Supplied data

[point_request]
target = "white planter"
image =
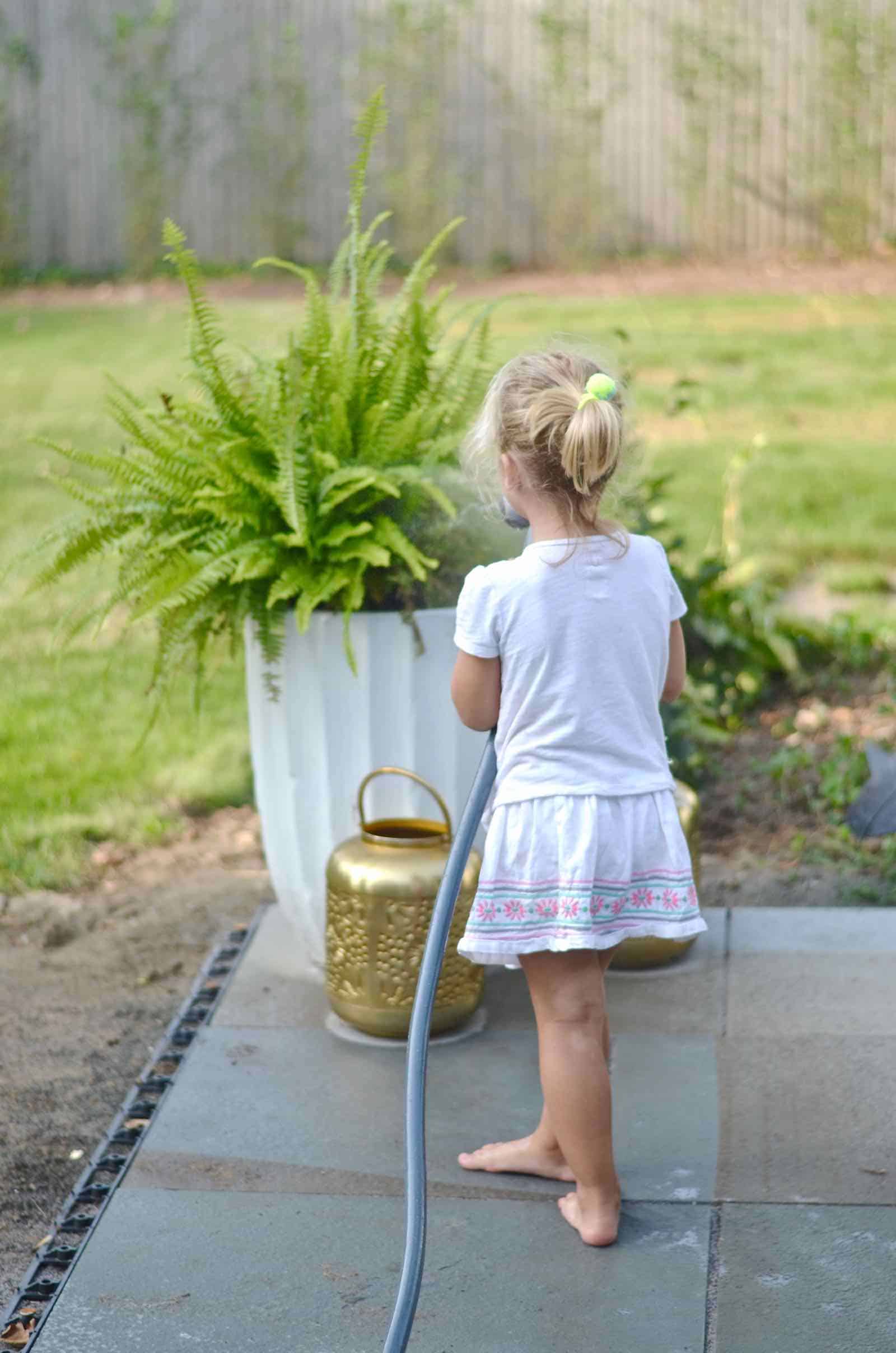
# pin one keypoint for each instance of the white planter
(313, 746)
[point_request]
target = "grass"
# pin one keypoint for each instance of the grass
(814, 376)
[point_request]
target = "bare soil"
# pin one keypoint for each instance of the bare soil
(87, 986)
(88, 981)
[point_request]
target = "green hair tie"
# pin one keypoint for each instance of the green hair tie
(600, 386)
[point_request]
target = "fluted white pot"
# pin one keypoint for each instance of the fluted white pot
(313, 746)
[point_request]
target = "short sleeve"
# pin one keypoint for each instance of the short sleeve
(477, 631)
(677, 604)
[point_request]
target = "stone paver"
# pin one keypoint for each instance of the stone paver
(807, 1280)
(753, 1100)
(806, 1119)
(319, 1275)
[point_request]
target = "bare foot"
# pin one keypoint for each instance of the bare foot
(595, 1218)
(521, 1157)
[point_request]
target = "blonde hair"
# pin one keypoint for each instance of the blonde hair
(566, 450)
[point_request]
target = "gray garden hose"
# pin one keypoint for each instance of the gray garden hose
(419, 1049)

* * *

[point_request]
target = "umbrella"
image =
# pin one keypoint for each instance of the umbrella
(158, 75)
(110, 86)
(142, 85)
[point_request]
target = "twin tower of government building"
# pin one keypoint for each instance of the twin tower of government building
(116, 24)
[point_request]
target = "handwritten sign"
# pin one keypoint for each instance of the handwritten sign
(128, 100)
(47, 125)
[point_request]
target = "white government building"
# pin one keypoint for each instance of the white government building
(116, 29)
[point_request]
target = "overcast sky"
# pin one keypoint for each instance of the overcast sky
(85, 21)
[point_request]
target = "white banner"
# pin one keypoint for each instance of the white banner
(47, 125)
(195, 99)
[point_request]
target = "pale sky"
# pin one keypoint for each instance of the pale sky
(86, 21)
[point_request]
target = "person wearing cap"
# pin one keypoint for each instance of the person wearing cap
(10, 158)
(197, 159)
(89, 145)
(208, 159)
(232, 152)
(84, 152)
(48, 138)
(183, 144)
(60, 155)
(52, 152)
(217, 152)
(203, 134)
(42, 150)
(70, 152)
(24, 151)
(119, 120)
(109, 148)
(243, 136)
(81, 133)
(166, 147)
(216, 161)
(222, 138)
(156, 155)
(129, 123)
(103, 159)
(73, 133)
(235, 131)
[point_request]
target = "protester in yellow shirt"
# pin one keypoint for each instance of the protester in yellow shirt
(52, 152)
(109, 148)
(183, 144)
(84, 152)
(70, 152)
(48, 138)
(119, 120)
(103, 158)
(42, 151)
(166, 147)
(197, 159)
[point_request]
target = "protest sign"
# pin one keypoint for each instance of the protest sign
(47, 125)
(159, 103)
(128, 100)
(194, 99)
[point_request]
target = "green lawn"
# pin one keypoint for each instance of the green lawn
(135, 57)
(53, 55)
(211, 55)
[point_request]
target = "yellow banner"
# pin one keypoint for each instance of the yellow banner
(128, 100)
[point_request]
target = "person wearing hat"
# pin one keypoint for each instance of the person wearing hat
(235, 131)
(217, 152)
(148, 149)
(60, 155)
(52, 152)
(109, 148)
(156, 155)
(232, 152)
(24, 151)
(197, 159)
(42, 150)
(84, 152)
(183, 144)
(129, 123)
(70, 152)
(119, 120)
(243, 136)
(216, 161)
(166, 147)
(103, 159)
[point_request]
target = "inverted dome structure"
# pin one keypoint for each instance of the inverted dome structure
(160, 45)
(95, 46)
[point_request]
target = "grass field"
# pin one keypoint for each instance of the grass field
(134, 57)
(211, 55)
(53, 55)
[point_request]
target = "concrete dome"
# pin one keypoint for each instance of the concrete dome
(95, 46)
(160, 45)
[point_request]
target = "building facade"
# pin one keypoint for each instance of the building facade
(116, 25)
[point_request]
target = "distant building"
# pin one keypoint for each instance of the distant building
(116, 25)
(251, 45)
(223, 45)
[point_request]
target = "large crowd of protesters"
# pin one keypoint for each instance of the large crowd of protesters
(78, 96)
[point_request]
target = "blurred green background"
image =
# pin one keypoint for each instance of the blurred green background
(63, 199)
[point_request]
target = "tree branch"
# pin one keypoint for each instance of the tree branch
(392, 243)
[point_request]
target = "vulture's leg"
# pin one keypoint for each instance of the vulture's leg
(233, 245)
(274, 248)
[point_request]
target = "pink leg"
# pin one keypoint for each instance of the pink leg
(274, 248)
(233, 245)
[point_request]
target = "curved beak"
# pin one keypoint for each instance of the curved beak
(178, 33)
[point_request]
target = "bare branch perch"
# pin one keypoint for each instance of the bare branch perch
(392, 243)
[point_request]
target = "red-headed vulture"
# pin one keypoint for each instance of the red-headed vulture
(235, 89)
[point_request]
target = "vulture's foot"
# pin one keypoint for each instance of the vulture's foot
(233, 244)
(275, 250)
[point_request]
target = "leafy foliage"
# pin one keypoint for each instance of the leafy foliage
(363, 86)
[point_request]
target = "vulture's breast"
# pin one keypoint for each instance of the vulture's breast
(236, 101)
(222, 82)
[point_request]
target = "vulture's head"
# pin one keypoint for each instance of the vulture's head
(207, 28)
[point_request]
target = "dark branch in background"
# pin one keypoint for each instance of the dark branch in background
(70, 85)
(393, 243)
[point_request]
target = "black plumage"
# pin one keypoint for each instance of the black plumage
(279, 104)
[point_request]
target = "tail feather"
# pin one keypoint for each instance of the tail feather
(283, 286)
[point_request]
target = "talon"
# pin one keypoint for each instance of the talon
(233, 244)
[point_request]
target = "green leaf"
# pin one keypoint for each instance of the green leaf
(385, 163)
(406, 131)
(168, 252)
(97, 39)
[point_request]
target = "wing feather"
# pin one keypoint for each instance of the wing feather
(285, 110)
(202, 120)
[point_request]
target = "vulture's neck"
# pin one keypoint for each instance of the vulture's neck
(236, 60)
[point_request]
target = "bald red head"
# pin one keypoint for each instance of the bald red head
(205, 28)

---

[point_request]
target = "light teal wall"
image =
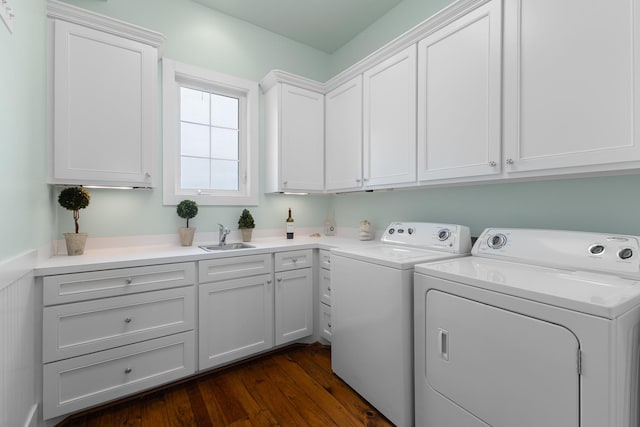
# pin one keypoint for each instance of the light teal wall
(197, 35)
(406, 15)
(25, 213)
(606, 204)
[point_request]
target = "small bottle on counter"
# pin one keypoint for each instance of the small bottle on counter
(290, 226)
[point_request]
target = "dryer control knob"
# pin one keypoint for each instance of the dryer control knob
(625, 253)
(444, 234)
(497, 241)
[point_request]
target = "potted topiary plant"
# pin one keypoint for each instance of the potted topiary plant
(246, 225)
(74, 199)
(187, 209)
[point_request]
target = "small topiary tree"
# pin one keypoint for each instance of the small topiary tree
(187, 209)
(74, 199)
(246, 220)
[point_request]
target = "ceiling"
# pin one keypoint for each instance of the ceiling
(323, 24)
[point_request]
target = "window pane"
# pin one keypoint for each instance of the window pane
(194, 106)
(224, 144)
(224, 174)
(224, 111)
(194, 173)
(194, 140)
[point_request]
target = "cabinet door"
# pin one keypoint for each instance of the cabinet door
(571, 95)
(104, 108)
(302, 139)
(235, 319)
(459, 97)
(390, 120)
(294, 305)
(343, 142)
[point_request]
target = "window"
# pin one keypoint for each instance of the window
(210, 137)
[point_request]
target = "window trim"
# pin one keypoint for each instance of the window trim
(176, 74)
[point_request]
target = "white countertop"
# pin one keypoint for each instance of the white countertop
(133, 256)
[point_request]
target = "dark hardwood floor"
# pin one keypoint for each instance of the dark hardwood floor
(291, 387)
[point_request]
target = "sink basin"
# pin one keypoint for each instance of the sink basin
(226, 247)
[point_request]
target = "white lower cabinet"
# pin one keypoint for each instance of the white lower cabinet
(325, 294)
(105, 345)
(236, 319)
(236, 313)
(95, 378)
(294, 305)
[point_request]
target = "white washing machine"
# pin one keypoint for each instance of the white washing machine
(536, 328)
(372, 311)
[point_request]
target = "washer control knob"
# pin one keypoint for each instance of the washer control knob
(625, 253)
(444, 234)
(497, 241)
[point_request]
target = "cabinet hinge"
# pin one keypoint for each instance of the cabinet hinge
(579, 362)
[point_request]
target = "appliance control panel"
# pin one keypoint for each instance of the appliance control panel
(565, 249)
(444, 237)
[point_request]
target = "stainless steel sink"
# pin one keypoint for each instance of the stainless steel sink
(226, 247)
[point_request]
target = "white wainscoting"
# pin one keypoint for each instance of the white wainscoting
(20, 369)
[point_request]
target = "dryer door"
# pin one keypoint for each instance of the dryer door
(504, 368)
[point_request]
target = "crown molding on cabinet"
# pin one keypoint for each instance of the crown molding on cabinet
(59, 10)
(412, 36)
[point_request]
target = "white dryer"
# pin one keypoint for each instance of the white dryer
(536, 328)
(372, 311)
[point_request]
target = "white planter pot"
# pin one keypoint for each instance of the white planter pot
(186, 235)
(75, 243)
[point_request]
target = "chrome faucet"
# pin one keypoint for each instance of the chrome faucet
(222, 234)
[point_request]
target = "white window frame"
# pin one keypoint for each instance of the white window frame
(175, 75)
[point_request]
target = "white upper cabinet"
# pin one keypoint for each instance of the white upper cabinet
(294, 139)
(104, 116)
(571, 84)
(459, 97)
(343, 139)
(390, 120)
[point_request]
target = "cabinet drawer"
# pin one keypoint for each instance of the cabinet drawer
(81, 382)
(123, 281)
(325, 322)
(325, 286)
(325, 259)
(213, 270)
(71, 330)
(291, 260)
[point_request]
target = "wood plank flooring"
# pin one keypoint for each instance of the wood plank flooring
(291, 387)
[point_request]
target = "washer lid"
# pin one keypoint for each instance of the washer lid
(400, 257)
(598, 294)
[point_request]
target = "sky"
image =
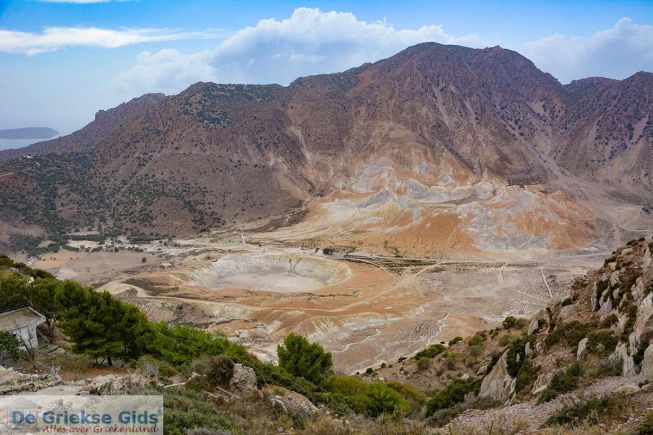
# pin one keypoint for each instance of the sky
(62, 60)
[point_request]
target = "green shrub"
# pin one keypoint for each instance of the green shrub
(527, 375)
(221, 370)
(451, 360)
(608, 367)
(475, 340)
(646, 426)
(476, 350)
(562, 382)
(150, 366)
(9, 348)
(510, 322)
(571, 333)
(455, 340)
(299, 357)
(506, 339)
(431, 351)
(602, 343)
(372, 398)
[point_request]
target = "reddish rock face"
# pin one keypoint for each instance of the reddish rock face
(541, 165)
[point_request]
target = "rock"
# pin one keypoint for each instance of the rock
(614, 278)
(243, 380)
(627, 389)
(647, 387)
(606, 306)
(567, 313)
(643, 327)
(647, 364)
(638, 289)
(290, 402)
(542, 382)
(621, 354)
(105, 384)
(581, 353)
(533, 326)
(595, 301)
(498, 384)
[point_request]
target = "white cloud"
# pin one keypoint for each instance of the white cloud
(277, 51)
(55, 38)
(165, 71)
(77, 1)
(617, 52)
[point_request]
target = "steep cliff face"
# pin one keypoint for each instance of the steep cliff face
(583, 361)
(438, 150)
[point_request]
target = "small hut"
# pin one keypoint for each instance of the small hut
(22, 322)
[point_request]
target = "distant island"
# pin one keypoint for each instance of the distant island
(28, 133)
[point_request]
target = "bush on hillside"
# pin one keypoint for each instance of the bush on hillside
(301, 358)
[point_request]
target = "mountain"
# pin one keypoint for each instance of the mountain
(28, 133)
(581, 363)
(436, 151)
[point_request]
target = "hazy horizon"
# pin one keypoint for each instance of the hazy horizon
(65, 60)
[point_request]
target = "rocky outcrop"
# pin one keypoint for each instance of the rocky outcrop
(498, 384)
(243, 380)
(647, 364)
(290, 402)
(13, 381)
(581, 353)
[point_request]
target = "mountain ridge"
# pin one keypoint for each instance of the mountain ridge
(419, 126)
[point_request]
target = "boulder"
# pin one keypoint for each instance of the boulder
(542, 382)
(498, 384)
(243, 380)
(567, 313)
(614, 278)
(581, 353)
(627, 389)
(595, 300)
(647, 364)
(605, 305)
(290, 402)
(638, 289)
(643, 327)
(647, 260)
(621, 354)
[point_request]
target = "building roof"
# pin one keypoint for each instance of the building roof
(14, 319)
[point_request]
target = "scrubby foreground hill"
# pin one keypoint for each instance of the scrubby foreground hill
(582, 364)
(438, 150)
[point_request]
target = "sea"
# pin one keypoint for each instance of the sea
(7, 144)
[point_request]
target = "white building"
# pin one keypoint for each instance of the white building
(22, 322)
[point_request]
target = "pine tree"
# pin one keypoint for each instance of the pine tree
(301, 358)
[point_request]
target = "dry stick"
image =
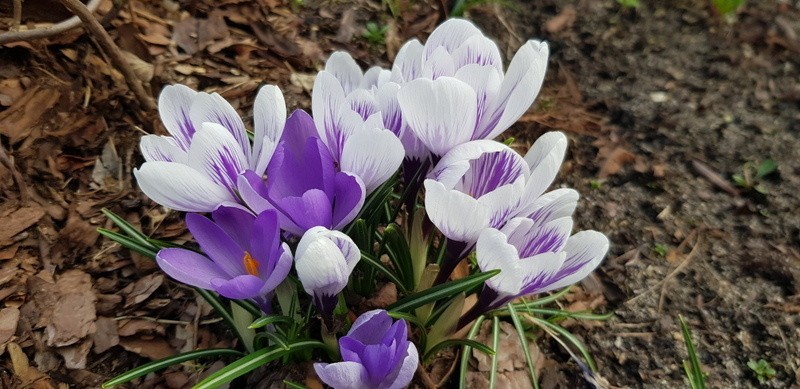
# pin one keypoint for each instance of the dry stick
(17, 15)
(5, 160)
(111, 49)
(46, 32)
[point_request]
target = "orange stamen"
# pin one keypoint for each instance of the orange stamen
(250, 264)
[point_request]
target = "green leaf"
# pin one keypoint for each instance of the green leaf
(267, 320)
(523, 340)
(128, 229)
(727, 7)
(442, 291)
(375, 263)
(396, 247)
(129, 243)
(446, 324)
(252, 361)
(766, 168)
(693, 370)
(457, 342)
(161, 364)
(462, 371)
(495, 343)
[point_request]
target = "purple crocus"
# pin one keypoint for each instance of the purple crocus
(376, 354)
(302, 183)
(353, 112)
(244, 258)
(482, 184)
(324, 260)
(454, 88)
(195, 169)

Exercise prompt
Locate each line in the data above that contains the word "appliance", and copy those lines in full.

Written solution
target = "appliance control panel"
# pin one keypoint for each instance of the appliance control panel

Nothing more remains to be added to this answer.